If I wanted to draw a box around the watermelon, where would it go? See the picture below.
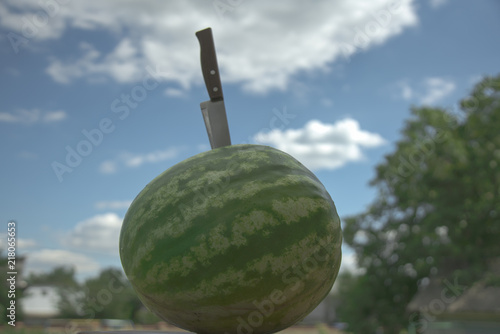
[120,144,342,334]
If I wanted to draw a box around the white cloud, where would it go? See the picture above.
[0,0,418,92]
[17,151,38,160]
[46,38,143,83]
[0,108,67,124]
[95,201,132,210]
[429,0,448,9]
[99,147,179,174]
[254,118,385,170]
[0,233,37,253]
[396,77,456,105]
[63,213,122,255]
[25,249,99,275]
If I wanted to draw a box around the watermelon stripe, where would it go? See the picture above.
[120,145,342,334]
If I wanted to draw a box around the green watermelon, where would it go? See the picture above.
[120,145,342,334]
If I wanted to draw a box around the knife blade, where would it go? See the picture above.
[196,28,231,149]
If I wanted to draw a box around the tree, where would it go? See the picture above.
[79,268,142,320]
[340,76,500,333]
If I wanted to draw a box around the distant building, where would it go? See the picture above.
[22,285,61,322]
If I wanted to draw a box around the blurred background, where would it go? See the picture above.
[0,0,500,333]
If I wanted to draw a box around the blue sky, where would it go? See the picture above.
[0,0,500,278]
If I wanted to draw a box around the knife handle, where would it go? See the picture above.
[196,28,224,101]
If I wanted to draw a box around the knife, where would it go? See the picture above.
[196,28,231,149]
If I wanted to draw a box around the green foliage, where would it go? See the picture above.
[339,76,500,334]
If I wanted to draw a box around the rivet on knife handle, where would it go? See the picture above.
[196,28,223,101]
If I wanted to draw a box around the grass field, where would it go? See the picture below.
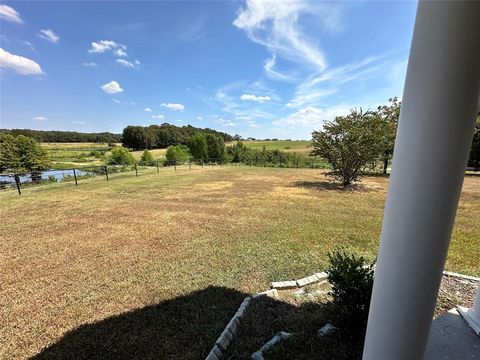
[41,143,110,169]
[227,140,312,153]
[0,166,480,359]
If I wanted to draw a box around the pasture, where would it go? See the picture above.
[0,166,480,359]
[227,140,312,154]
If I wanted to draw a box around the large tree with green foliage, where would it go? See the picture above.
[468,113,480,169]
[377,97,402,174]
[312,109,385,187]
[205,134,226,161]
[188,133,208,160]
[108,146,135,165]
[165,145,188,162]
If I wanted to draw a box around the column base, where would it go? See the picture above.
[457,306,480,336]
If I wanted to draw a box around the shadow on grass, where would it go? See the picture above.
[293,181,374,192]
[31,287,362,360]
[31,287,248,360]
[224,298,365,360]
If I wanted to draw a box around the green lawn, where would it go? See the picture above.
[227,140,312,153]
[0,166,480,359]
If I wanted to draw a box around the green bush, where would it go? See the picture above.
[108,146,135,165]
[140,150,154,165]
[326,251,374,336]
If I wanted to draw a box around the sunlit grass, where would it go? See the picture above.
[0,166,480,359]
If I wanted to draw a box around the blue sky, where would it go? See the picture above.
[0,0,416,139]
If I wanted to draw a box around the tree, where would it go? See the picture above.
[377,97,402,174]
[122,126,148,150]
[188,133,208,160]
[0,134,19,172]
[312,109,384,187]
[468,113,480,169]
[140,150,153,164]
[205,134,225,161]
[15,135,51,173]
[108,146,135,165]
[165,145,188,162]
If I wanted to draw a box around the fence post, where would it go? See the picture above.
[13,174,22,195]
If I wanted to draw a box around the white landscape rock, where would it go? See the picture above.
[317,323,338,336]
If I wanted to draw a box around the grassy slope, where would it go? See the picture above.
[227,140,312,153]
[0,167,480,359]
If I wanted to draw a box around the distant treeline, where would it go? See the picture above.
[122,123,234,150]
[0,129,122,143]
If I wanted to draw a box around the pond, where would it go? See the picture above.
[0,169,92,187]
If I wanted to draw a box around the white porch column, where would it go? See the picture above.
[458,284,480,336]
[363,1,480,360]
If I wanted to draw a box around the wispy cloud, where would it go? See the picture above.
[240,94,272,102]
[115,59,140,69]
[0,4,23,24]
[233,0,327,70]
[162,103,185,111]
[88,40,127,56]
[37,29,60,44]
[100,80,123,94]
[0,48,44,75]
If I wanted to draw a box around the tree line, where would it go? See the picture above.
[0,129,122,144]
[311,98,480,187]
[122,123,234,150]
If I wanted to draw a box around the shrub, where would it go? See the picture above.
[326,251,374,336]
[140,150,153,165]
[108,146,135,165]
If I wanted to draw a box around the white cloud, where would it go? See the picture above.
[0,48,43,75]
[215,118,237,127]
[100,80,123,94]
[263,54,297,82]
[233,0,327,70]
[115,59,140,69]
[273,105,351,130]
[37,29,60,44]
[240,94,271,102]
[113,49,127,57]
[162,103,185,111]
[0,5,23,24]
[88,40,127,56]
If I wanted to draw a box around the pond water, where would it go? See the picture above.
[0,169,92,186]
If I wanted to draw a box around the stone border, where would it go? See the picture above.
[271,271,328,290]
[443,271,480,281]
[205,271,328,360]
[205,271,480,360]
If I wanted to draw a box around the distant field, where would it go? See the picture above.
[0,166,480,359]
[227,140,312,153]
[132,149,167,160]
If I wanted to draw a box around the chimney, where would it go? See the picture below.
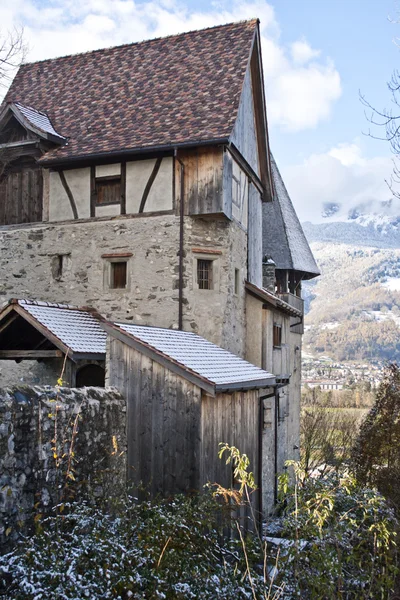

• • •

### Task prompt
Set down, word for word, the stretch of lines from the one containing "If I wanted to draw a box around the fence" through the one containing "[0,167,480,359]", including both.

### The output
If I wanted to draw a box around the fence post, where would it go? See the picture above.
[13,174,22,195]
If I wanted to draw a box around the white landscape rock, where would it go? See the picture above.
[317,323,338,336]
If I wanted to draw a box around the grassy slope, where would it go? See the picture above.
[227,140,312,153]
[0,167,480,359]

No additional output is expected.